▶ Texto de leitura:
Em uma mesa na sala de obras de referência, um homem consulta o tomo 4 da edição de 1998 de uma Enciclopédia Barsa. O livro de capa vermelha com inscrições em dourado tem mais de quinhentas páginas, e faz volume entre os dedos do senhor de 58 anos. Abre na página 173, no artigo sobre o Cristianismo. Lê, atento: Entre as numerosas setas messiânicas surgidas no mundo judeu no início do primeiro milênio, incluíam-se os discípulos de Jesus de Nazaré, antigos seguidores de João Batista. A comunidade cristã foi aceita no seio do judaísmo até o ano 65, aproximadamente quando se consumou a inevitável ruptura entre as duas facções religiosas. O artigo é longo, cheio de desdobramentos, possibilidades de flanar. Arnaldo Pereira da Silva é analista de sistemas, e apesar da relação estreita com os computadores, quando resolveu pesquisar sobre a história da religião cristã não confiou nas teclas, sites e hiperlinks. Resolveu ir ao Gabinete vasculhar as estantes com centenas de tomos de enciclopédias. Antes da popularização da internet, a enciclopédia era o primeiro passo de uma pesquisa. “Pra esse assunto que eu pesquiso, sobre a história e os fundamentos do cristianismo, eu tive necessidade de ir à enciclopédia porque preciso de muita firmeza e segurança. Na Wikipédia eu não confio, todo mundo vai lá, atualiza as informações. No livro não, tá lá impresso, ninguém mexe”, avalia seu Arnaldo. O livro único de conhecimento parece manter o mundo nos eixos, dar forma à utopia da vida sob controle, livre do caos da impermanência. Um antídoto. Segundo John Elsner e Roger Cardinal, existe um sofrimento da “patologia da completude a todo custo”.

▶ Dados brutos:
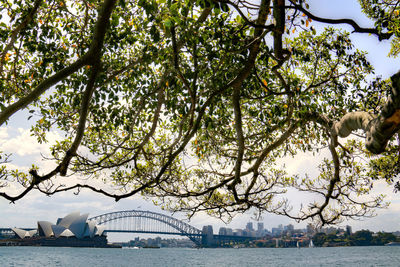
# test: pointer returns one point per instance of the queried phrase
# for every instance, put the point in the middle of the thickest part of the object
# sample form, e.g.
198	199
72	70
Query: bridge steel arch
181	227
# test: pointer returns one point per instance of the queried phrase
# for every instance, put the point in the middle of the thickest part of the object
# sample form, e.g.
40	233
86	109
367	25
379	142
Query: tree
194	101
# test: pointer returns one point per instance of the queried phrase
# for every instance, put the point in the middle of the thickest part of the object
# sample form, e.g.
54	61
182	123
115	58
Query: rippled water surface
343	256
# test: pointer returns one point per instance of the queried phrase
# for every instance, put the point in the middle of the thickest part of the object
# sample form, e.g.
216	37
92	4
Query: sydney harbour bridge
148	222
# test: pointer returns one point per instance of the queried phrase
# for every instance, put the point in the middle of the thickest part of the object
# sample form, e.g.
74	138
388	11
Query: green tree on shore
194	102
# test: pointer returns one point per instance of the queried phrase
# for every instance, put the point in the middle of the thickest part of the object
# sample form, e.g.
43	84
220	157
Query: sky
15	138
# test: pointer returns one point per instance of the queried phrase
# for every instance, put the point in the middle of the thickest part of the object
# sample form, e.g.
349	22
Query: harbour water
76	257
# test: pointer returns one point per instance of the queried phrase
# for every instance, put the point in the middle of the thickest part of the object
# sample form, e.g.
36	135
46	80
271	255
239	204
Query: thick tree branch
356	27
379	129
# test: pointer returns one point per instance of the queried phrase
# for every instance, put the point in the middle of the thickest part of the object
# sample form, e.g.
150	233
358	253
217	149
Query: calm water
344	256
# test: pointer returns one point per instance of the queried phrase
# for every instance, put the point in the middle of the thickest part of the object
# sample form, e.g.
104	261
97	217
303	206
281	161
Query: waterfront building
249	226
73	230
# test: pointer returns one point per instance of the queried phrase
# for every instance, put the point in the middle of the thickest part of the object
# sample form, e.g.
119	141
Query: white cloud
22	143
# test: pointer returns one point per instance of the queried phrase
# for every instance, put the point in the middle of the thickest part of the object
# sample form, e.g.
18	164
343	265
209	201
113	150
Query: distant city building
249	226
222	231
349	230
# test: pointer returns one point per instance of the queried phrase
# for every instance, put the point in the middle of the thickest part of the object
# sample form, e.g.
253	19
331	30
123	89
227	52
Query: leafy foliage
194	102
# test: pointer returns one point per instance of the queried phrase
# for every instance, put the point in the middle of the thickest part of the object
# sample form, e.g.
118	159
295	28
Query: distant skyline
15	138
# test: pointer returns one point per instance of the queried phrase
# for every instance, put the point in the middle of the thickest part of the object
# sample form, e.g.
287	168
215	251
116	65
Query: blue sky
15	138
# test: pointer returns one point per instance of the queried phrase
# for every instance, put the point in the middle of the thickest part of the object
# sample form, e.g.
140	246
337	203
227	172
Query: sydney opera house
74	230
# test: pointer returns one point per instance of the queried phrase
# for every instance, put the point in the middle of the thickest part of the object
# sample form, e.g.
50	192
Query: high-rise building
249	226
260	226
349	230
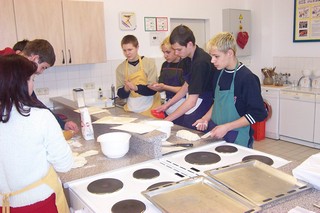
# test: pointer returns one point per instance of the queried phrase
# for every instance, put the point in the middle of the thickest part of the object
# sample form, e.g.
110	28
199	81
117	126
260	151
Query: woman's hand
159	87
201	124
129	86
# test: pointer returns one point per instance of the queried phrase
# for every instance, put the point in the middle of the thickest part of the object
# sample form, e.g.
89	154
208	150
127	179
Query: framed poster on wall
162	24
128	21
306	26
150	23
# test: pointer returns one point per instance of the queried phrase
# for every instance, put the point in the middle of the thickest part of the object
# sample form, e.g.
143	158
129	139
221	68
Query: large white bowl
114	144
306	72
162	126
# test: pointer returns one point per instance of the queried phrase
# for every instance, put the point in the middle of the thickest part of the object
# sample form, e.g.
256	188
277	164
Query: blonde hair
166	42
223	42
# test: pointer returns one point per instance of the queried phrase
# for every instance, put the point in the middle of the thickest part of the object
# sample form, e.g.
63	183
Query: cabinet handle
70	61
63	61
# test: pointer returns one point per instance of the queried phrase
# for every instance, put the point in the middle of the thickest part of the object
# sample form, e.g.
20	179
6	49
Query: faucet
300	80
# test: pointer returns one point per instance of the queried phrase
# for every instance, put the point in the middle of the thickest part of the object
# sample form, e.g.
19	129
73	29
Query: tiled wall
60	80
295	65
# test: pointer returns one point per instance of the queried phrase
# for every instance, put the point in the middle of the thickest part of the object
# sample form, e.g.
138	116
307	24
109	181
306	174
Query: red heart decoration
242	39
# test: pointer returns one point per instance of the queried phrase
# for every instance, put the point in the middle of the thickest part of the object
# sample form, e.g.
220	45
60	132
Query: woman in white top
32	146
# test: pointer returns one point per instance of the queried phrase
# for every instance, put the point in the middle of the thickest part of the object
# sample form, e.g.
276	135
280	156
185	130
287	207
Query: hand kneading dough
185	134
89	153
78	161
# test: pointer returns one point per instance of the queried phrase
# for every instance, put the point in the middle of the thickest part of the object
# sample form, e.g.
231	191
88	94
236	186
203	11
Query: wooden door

▶ Objetivo da tarefa:
Com base no texto de leitura, explique em uma a três frases por que Arnaldo Pereira da Silva preferiu a enciclopédia impressa à Wikipédia para pesquisar a história do cristianismo. A listagem não tem nenhum papel aqui.

▶ Tarefa concluída:
Para esse assunto, ele sentia necessidade de muita firmeza e segurança. Ele não confia na Wikipédia porque qualquer pessoa pode entrar lá e atualizar as informações. No livro, o conteúdo está impresso e ninguém mexe.